YOUR GOAL – Reproduce the entire listing below verbatim.

···

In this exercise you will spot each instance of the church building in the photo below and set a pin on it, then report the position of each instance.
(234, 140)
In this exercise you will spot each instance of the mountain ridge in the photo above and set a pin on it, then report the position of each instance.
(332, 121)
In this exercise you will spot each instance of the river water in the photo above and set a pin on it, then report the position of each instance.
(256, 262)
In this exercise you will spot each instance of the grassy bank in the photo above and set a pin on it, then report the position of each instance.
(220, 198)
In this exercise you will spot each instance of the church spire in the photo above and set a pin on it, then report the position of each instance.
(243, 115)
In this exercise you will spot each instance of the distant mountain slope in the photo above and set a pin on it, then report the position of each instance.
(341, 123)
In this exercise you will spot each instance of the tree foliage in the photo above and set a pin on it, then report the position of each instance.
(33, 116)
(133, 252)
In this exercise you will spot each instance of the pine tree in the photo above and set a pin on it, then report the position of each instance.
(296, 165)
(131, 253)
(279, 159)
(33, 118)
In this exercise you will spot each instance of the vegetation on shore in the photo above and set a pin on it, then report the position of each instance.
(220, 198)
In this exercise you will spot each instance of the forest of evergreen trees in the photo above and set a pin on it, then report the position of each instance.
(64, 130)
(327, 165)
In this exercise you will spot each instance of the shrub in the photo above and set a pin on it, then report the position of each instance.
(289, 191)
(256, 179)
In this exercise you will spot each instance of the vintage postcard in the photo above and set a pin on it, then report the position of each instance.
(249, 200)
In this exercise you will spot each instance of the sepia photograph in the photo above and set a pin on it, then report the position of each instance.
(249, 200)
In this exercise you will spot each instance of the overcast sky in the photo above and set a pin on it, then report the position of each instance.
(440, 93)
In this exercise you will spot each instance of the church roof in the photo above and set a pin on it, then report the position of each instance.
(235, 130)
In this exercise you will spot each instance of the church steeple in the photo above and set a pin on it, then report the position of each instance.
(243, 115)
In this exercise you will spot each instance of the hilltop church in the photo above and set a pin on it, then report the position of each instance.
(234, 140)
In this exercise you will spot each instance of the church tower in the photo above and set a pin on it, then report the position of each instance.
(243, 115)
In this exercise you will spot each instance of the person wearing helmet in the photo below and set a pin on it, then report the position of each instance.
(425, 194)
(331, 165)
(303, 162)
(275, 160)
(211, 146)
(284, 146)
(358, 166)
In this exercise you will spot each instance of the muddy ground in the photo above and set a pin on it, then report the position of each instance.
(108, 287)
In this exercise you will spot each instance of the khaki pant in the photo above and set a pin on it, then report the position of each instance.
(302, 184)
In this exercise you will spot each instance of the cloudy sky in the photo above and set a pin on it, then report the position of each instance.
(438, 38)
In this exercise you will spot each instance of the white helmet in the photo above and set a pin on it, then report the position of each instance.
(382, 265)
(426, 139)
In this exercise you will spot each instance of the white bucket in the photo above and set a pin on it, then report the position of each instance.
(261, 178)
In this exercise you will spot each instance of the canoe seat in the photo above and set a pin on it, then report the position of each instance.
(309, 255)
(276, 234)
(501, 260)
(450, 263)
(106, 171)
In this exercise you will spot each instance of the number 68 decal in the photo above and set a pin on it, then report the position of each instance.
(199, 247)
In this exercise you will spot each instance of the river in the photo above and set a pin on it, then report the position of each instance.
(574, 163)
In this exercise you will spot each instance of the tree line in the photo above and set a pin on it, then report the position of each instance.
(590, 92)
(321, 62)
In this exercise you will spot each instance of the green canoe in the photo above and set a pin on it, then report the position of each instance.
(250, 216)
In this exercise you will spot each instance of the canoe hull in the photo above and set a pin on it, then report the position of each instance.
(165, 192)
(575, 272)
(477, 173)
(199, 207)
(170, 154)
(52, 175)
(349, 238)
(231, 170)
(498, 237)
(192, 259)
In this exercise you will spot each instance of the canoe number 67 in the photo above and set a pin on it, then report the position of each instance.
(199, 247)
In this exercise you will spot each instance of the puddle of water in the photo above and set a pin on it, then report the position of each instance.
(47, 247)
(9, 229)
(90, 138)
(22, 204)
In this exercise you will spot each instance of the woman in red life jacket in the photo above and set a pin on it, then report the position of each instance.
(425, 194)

···

TASK SOLUTION –
In this exercise you will spot each instance of the church building in the photo below and set a pin on it, then report the position of each instance.
(234, 140)
In this exercise you will spot each instance of the mountain ridge in the photo above and set a pin on it, then report the position of each instance.
(332, 121)
In this exercise you will spot each instance of the river water in the photo above and set a pin on it, then report the position of each instance.
(256, 262)
In this exercise you will spot each instance of the grassy bank in the photo above and set a pin on it, then report the position of each instance.
(220, 198)
In this exercise you will spot each instance of the church spire in the photo above and set a pin on it, then report the position of each instance.
(243, 115)
In this exercise you will spot each instance of the distant mountain slope in the photo above and set a pin on it, then report the position of each instance.
(341, 123)
In this exercise you will spot each instance of the tree foliage in the photo above and set a pin on it, then report the position of each instance.
(33, 116)
(133, 252)
In this exercise you will spot each instance of the pine tree in the photo above and set a pin on it, then report the position of each instance.
(296, 165)
(131, 253)
(279, 159)
(33, 118)
In this exercise you will spot each instance of the vegetation on shore in the photo above and set a pin on it, then report the position of each instance.
(220, 198)
In this exercise you will spot each instance of the forest of evergreen trees in the photo above and set a pin on it, then report the position of each instance.
(64, 130)
(327, 165)
In this exercise you will spot each instance of the shrub in the photo above and set a pin on it, then report the position of each instance.
(289, 191)
(256, 179)
In this exercise you will spot each instance of the vintage postcard in the photo above and set a pin on it, then report the position of each instance.
(249, 200)
In this exercise you will spot each instance of the sepia photograph in the photo above and set a pin on it, then report the position of each instance.
(249, 200)
In this exercise you will spot each instance of the overcast sky in the photo above and set a pin on it, then report the position of each instance.
(440, 93)
In this exercise you will spot each instance of the church roof in the photo above and set a pin on it, then report the position of each instance.
(235, 130)
In this exercise you will spot each instance of the church steeple in the photo above and set a pin on it, then report the position of each instance.
(243, 115)
In this exercise you will spot each instance of the hilltop church in the photo above and set a pin on it, then report the position of each instance.
(234, 140)
In this exercise you will spot each instance of the church tower in the photo above and set a pin on it, then report the position of each instance.
(243, 115)
In this exercise you will spot each instance of the person wearing helmet in the photo below and set a pin on it, then report the position of each instance.
(425, 194)
(331, 165)
(303, 162)
(275, 160)
(211, 146)
(284, 146)
(358, 166)
In this exercise you will spot each instance of the muddy ground in the photo above and set a pin on it, then report the position of each instance.
(108, 287)
In this exercise you will spot each instance of the khaki pant in the photo above and set a pin on it, then report the position of each instance.
(302, 184)
In this exercise you will spot each instance of the cloudy sky in the photo above and set a pin on it, then report the position of each instance.
(438, 38)
In this exercise you will spot each instance of the white helmet in the photo above and set a pin on it, then report the position of each instance.
(382, 265)
(426, 139)
In this exercise you will spot each instance of the white bucket in the photo above and set a pin on it, then report the position of each instance.
(261, 178)
In this exercise you will spot each instance of the canoe seat in the photo above and set a pin on it, then report the position of each instance.
(309, 255)
(276, 234)
(501, 260)
(450, 263)
(106, 171)
In this exercise you will spot each instance of the number 68 decal in the photo above and set a pin on it, then report the position of each instance.
(199, 247)
In this exercise you will spot each instance of the river in the photo above and set a pin on it, then report the position of each instance.
(574, 163)
In this exercise you will spot each instance of the tree line in the photo above and set a pin on it, then report the position of each instance.
(590, 92)
(321, 62)
In this exercise you will spot each instance of the green canoe in the photo above and set a pin on it, then report the position of each instance.
(250, 216)
In this exercise you will spot each instance of the canoe hull in the photo above and set a pin on it, then report the position of each instance.
(165, 192)
(575, 272)
(477, 173)
(199, 207)
(170, 154)
(52, 175)
(349, 238)
(231, 170)
(498, 237)
(192, 259)
In this exercise you will spot each instance of the canoe number 67 in the photo above and set a pin on it, then report the position of each instance.
(199, 247)
In this exercise you will spot each instance of the puddle of water in the photo above and set a pin on it, then report the position of each instance.
(47, 247)
(9, 229)
(90, 138)
(22, 204)
In this exercise you will spot each instance of the woman in red life jacket in the photo above and set a pin on it, then report the position of each instance.
(425, 194)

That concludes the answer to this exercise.